• _本文抜粋_
════════════════

災害医療に後方支援役を 長崎大病院・山下医師 熊本地震で痛感 育成へ「情報整理」研修

西日本新聞

大地震の発生を想定した総合演習で、指示を出す山下和範医師(左)=長崎市の長崎大病院 拡大

大地震の発生を想定した総合演習で、指示を出す山下和範医師(左)=長崎市の長崎大病院

 長崎大病院(長崎市)は、大規模災害時に円滑な医療を提供する後方支援要員の育成に力を入れている。契機は3年前の熊本地震。現地入りした高度救命救急センターの山下和範医師(46)が、ニーズに応じた医療態勢を構築する難しさを痛感し、専門的な研修を体系化した。山下さんは「災害現場では必要な医療を早急に提供する後方支援要員が必要。災害は起きるものとして備えたい」と語る。

 山下さんは熊本地震で、全国から集まった救護班の指揮や調整の補助、治療に当たった。「欲しい情報がなかったり、医師や看護師を派遣するための情報を分析できる人がいなかったり…。後方支援に専従できる人が大切だと思った」

 同病院の災害派遣医療チーム(DMAT)のメンバーでもある山下さんは2017年度から院内で研修を開始。初年度は16人、18年度は8人が参加した。多くは熊本地震で現地入りした看護師や検査技師、事務職員で、「十分な知識がないまま派遣され『不完全燃焼』だった人が自ら手を挙げてくれた」という。

════════════════

• _保存データ_
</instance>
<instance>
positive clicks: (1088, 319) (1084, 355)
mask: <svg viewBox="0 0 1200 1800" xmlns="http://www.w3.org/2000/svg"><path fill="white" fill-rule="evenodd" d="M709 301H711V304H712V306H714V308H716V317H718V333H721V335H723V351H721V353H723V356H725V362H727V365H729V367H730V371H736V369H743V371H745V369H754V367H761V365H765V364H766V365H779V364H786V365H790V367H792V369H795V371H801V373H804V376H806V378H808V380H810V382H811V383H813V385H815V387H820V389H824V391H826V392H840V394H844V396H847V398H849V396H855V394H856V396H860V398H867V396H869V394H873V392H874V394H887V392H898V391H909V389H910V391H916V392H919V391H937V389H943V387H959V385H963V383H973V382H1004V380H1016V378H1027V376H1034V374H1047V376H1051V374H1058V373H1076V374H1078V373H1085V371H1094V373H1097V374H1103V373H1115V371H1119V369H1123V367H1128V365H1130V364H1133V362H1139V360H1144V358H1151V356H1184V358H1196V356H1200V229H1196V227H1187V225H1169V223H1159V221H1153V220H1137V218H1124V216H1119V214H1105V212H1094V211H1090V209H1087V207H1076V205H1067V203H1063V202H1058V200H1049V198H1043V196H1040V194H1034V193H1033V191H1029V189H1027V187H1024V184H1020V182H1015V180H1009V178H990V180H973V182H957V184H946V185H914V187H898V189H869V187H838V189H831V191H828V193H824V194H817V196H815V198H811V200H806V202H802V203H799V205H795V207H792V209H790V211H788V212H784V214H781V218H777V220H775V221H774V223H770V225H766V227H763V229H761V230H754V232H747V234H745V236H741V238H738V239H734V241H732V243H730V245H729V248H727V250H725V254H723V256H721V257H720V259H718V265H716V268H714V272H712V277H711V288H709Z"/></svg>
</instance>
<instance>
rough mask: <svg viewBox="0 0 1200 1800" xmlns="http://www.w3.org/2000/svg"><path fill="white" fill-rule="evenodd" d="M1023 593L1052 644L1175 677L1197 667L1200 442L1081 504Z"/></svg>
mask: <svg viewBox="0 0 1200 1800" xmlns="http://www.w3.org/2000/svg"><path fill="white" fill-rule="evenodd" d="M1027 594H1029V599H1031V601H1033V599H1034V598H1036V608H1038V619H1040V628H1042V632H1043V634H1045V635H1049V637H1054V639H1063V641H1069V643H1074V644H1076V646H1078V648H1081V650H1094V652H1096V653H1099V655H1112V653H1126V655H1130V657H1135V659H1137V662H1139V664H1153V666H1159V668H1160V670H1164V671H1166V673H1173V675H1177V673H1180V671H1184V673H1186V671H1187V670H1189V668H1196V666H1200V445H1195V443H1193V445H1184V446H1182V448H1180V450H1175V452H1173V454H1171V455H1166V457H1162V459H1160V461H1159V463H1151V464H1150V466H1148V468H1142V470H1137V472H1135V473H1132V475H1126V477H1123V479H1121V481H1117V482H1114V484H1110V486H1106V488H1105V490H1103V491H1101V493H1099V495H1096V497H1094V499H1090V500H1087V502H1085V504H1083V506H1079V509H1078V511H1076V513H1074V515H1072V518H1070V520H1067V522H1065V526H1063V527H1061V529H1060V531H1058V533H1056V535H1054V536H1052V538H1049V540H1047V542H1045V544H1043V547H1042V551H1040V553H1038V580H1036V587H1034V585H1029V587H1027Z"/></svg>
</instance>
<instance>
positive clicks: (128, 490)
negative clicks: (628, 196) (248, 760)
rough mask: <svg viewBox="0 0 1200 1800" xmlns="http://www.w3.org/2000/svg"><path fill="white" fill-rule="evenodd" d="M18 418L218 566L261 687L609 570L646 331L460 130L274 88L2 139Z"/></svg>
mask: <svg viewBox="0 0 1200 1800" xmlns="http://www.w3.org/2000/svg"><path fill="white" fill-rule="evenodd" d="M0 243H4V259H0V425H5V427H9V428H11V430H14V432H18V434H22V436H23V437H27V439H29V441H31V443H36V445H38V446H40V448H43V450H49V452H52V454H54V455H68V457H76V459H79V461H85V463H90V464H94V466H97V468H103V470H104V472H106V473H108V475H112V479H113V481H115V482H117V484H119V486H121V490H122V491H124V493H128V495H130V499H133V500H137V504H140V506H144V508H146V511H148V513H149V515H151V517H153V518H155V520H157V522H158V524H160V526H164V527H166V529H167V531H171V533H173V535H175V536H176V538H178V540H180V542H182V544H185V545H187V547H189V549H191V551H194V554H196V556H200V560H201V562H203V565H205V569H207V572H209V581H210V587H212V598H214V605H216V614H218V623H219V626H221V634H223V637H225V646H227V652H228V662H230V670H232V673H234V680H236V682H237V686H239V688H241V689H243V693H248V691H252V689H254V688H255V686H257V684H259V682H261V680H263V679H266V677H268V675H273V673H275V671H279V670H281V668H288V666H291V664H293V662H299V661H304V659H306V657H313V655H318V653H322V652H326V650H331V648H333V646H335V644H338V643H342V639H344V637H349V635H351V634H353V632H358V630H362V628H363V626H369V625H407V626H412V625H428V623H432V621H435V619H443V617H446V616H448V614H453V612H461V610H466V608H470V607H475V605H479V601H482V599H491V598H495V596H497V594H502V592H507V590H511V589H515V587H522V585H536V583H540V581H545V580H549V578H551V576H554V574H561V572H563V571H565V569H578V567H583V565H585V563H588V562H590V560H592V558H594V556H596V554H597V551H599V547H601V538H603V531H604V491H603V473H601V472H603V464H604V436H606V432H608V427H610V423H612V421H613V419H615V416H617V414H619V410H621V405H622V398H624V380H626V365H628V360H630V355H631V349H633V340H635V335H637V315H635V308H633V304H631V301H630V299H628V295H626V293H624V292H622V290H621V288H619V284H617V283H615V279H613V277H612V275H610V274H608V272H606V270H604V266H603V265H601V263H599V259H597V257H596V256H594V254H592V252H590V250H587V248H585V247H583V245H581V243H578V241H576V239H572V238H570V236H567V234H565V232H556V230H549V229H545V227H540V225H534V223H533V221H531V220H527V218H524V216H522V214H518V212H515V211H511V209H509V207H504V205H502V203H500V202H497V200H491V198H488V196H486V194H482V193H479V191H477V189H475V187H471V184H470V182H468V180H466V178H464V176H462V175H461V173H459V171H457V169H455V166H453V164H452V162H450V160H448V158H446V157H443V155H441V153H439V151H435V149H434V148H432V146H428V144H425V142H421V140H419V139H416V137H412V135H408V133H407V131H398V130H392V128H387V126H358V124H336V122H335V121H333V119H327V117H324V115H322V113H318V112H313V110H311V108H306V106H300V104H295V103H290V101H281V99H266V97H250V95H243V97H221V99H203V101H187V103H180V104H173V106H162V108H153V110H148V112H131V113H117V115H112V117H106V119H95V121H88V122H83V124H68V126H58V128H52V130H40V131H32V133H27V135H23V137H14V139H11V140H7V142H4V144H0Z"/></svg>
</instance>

════════════════

• _実施する課題_
(a) 記事の内容について、次の問いに答えてください。
(i) 山下和範医師の年齢は何歳と書かれていますか。
(ii) 院内での研修は何年度に始まりましたか。
(iii) 18年度の研修に参加したのは何人ですか。
(b) 記事を2文で要約してください。
(c) 記事のうち、「山下さんは熊本地震で、全国か」で始まり「ら手を挙げてくれた」という。」まで続く部分を、そのまま引用してください。

• _課題の結果_
(a)
(i) 46歳
(ii) 2017年度
(iii) 8人

(b) 長崎大病院は大規模災害時に円滑な医療を提供する後方支援要員の育成に力を入れており、その契機は、熊本地震で現地入りした山下和範医師がニーズに応じた医療態勢を構築する難しさを痛感したことでした。DMATのメンバーでもある山下さんは2017年度から院内で研修を始め、初年度は16人、18年度は8人が参加しました。

(c)
山下さんは熊本地震で、全国から集まった救護班の指揮や調整の補助、治療に当たった。「欲しい情報がなかったり、医師や看護師を派遣するための情報を分析できる人がいなかったり…。後方支援に専従できる人が大切だと思った」

 同病院の災害派遣医療チーム(DMAT)のメンバーでもある山下さんは2017年度から院内で研修を開始。初年度は16人、18年度は8人が参加した。多くは熊本地震で現地入りした看護師や検査技師、事務職員で、「十分な知識がないまま派遣され『不完全燃焼』だった人が自ら手を挙げてくれた」という。